== TEXT EXTRACT ==
State interventions are designed to protect public values and deliver positive outcomes for citizens.

Where was the idea developed?

The concept has been championed in the UK by the progressive economic think tanks such as the Centre for Local Economic Strategies (CLES), but its roots go back further, including in the European Social Democratic tradition and within the United States by the Democracy Collaborative.  However, what is particularly exciting about Community Wealth Building is that it is very much a developing concept.

How can CWB be incorporated into regeneration projects?

Policy makers looking at ways to incorporate CWB will most likely want to work through the five interlinked pillars, looking to identify steps which can be taken to tailor projects to CWB objectives.  These are:

Shared ownership of the local economy

This pillar aims at "locking wealth into the local community" by making decisions which support the local economy. This may include making purchasing decisions with consideration of how this may support local enterprises in the local area to achieve their potential, but also considering how conditions around grant funding are drawn up.

Practical examples include public sector insourcing as demonstrated by Liverpool City Council, municipal entrepreneurship and employee ownership.

Making financial power work for local places

This pillar focuses on the idea of increasing flows of investment into the local economy by harnessing and recirculating the wealth that already exists, as opposed to attracting capital.

== TASK PROMPT ==
Do the following statements agree with the Community Wealth Building text? For each, answer yes or no and quote the words of the text that decide it.
(a) In the UK, the Centre for Local Economic Strategies has championed the concept.
(b) Liverpool City Council is cited as an example of public sector outsourcing.
(c) The pillar on financial power centers on attracting capital into the local economy.
These rows have no connection to the Community Wealth Building text.

== RECORDS SUPPLIED ==
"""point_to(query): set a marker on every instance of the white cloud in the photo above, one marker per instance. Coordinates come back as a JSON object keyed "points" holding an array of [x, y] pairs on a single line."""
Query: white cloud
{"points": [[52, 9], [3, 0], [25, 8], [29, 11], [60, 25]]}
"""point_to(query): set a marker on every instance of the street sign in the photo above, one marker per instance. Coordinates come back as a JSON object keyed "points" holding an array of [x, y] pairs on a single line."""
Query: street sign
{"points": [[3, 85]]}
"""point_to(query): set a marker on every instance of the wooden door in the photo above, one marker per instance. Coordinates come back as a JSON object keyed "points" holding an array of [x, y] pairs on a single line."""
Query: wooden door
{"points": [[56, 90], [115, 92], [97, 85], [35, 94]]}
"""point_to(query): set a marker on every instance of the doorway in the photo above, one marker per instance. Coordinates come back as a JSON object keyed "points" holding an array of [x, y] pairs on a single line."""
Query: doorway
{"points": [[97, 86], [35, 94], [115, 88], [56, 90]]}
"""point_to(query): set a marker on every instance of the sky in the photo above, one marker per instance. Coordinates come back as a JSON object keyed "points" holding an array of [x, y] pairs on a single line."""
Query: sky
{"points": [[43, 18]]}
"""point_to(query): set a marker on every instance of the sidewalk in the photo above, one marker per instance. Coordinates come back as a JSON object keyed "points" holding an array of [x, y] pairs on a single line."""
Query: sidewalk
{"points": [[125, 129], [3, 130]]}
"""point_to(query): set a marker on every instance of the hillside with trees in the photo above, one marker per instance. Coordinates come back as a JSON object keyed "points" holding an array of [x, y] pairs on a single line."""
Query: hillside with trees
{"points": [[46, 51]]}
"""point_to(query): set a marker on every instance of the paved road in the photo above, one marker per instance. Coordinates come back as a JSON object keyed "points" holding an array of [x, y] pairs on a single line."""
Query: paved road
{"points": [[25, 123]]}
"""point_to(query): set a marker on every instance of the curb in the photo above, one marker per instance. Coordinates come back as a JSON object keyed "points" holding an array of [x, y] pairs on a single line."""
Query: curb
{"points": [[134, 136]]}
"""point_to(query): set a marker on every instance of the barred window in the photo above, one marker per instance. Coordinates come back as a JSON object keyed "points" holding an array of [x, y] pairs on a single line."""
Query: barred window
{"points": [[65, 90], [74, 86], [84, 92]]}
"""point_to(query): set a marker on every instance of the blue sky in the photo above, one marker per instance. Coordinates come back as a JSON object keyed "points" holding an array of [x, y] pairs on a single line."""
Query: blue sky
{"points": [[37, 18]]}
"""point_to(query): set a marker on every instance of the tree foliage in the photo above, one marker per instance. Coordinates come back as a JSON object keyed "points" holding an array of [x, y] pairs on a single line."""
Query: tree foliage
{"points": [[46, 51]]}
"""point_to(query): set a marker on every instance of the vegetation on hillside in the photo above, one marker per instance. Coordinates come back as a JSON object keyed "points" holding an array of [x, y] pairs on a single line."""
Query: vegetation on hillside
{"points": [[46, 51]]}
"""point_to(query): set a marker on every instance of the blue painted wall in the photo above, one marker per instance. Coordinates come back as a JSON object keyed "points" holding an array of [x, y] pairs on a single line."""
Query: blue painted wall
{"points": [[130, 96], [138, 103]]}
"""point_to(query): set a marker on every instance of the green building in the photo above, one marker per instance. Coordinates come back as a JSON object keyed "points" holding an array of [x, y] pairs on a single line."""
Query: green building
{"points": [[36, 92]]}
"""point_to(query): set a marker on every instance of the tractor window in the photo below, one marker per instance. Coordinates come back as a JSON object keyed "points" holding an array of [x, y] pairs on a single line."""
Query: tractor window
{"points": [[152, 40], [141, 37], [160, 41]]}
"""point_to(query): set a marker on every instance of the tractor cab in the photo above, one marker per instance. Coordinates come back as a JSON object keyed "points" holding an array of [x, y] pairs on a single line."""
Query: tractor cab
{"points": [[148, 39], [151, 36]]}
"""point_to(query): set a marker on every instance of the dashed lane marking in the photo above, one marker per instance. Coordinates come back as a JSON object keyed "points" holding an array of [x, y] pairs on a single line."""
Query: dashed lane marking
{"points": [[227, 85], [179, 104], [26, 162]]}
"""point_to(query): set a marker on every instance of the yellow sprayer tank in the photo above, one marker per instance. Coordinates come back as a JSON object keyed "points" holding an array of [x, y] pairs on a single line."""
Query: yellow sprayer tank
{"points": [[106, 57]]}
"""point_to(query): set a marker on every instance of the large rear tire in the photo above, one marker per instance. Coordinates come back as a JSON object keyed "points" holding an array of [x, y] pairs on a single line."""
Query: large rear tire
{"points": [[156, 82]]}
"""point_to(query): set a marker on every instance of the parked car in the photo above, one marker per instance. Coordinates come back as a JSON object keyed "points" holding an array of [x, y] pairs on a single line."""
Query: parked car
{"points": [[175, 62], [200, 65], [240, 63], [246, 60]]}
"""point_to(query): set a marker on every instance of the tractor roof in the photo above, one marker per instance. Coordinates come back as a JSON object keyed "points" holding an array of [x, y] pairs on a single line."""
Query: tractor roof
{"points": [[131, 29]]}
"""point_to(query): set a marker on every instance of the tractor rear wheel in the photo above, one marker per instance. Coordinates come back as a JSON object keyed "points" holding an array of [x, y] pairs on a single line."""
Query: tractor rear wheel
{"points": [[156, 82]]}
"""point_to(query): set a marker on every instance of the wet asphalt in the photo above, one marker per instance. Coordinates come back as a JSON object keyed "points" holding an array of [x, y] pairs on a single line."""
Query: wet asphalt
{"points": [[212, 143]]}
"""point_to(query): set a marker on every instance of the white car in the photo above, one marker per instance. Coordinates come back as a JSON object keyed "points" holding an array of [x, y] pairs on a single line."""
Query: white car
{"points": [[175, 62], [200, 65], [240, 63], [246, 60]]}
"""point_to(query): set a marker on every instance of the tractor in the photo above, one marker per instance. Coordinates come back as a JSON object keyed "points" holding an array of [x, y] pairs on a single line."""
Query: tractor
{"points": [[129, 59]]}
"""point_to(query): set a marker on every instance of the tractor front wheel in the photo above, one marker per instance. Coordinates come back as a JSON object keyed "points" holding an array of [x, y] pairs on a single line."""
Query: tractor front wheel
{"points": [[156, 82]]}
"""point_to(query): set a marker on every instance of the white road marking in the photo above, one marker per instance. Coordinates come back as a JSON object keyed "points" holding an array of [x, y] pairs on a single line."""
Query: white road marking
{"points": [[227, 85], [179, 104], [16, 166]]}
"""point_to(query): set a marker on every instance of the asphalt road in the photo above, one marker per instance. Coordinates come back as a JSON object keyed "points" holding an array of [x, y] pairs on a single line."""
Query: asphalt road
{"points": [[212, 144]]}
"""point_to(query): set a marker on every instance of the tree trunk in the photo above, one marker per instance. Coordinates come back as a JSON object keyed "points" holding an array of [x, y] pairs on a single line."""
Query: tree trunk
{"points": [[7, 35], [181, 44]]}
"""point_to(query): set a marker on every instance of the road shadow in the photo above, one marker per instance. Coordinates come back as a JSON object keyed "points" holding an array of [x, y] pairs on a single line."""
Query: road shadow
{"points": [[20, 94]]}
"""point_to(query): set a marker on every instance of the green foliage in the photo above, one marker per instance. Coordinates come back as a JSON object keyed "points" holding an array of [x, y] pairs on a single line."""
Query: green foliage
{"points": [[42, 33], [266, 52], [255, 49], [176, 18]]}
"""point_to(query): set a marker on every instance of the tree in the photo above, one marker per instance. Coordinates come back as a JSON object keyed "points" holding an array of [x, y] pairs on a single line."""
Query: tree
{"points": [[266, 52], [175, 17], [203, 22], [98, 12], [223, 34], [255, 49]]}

== RESULT OF THIS EXERCISE ==
(a) Yes: "championed in the UK by the progressive economic think tanks such as the Centre for Local Economic Strategies (CLES)"
(b) No: "public sector insourcing as demonstrated by Liverpool City Council"
(c) No: "by harnessing and recirculating the wealth that already exists, as opposed to attracting capital"